The Senate on Thursday easily approved a bipartisan gun violence bill that seemed unthinkable just a month ago, clearing the way for final congressional approval of what will be lawmakers' most far-reaching response in decades to the nation's run of brutal mass shootings.
After years of GOP procedural delays that derailed Democratic efforts to curb firearms, Democrats and some Republicans decided that congressional inaction was untenable after last month’s rampages in New York and Texas. It took weeks of closed-door talks but a group of senators from both parties emerged with a compromise embodying incremental but impactful movement to curb bloodshed that has come to regularly shock — yet no longer surprise — the nation.
The $13 billion measure would toughen background checks for the youngest gun buyers, keep firearms from more domestic violence offenders and help states put in place red flag laws that make it easier for authorities to take weapons from people adjudged dangerous. It would also fund local programs for school safety, mental health and violence prevention.
The election-year package fell far short of more robust gun restrictions Democrats have sought for years, including bans on the assault-type weapons and high-capacity ammunition magazines used in the slayings in Buffalo, New York, and Uvalde, Texas. Yet the accord let leaders of both parties declare victory and demonstrate to voters that they know how to compromise and make government work, while also leaving room for each side to appeal to its core supporters.
“This is not a cure-all for the all the ways gun violence affects our nation,” said Senate Majority Leader Chuck Schumer, D-N.Y., whose party has made gun restrictions a goal for decades. “But it is a long overdue step in the right direction. Passing this gun safety bill is truly significant, and it’s going to save lives.”

--- TASK DIRECTIONS ---
Extend the news report on the Senate's bipartisan gun violence bill, picking up after Chuck Schumer's closing words, "it's going to save lives."

--- STORED RECORDS ---

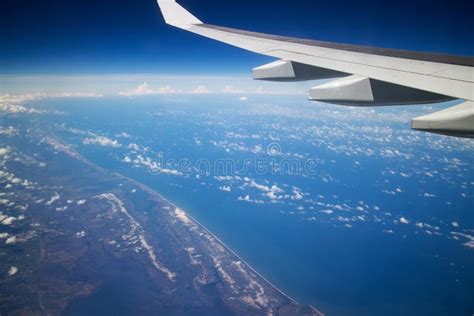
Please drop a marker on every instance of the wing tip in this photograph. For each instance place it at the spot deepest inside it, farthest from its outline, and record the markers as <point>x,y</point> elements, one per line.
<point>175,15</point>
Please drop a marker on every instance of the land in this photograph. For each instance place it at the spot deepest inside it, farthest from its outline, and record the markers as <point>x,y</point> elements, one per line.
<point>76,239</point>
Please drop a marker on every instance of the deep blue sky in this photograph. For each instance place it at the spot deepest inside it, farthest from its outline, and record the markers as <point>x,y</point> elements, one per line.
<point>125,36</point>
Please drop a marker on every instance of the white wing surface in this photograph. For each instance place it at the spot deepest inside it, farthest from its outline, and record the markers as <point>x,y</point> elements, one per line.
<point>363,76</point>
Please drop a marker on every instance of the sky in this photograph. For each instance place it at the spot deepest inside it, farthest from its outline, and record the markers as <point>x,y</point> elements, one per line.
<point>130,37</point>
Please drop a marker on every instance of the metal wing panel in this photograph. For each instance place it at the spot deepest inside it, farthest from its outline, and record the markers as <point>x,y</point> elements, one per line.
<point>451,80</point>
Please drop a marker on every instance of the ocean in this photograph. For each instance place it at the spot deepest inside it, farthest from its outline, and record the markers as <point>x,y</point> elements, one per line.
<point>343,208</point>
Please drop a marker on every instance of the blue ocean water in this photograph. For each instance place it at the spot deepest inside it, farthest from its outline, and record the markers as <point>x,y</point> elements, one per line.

--- RESPONSE TO THIS EXERCISE ---
Senate Minority Leader Mitch McConnell, R-Ky., in a nod to the Second Amendment right to bear arms that drives many conservative voters, said “the American people want their constitutional rights protected and their kids to be safe in school.” He said “they want both of those things at once, and that is just what the bill before the Senate will have accomplished.”
The day proved bittersweet for advocates of curtailing gun violence. Underscoring the enduring potency of conservative cIout, the right-leaning Supreme Court issued a decision expanding the right of Americans to carry arms in public. The justices struck down a New York law that has required people to prove a need for carrying a weapon before they get a license to do so.
The vote on final passage was 65-33.
Hours earlier, senators voted 65-34 to end a filibuster by conservative GOP senators. That was five more than the 60-vote threshold needed. The House planned to vote on the measure Friday and approval seemed certain.
On that vote, 15 Senate Republicans joined all 50 Democrats, including their two allied independents, in voting to move ahead on the legislation.
Yet that vote highlighted the risks Republicans face by defying the party's pro-gun voters and firearms groups like the National Rifle Association. Sens. Lisa Murkowski of Alaska and Todd Young of Indiana were the only two of the 15 up for reelection this fall. Of the rest, four are retiring and eight don't face voters until 2026.
Tellingly, GOP senators voting “no” included potential 2024 presidential contenders like Tom Cotton of Arkansas, Ted Cruz of Texas, Josh Hawley of Missouri and Tim Scott of South Carolina. Some of the party's most conservative members voted “no” as well, including Sens. Rand Paul of Kentucky and Mike Lee of Utah.
While the Senate measure was a clear breakthrough, the outlook for continued congressional movement on gun curbs is dim.
Less than one-third of the Senate's 50 GOP senators backed the measure and solid Republican opposition is certain in the House. Top House Republicans urged a “no” vote in an email from the No. 2 GOP leader, Rep. Steve Scalise of Louisiana, that called the bill “an effort to slowly chip away at law-abiding citizens’ 2nd Amendment rights.”
Both chambers — now narrowly controlled by Democrats — could well be run by the GOP after November's midterm elections.
In a statement, President Joe Biden said Uvalde residents told him when he visited that Washington had to act. “Our kids in schools and our communities will be safer because of this legislation. I call on Congress to finish the job and get this bill to my desk,” Biden said.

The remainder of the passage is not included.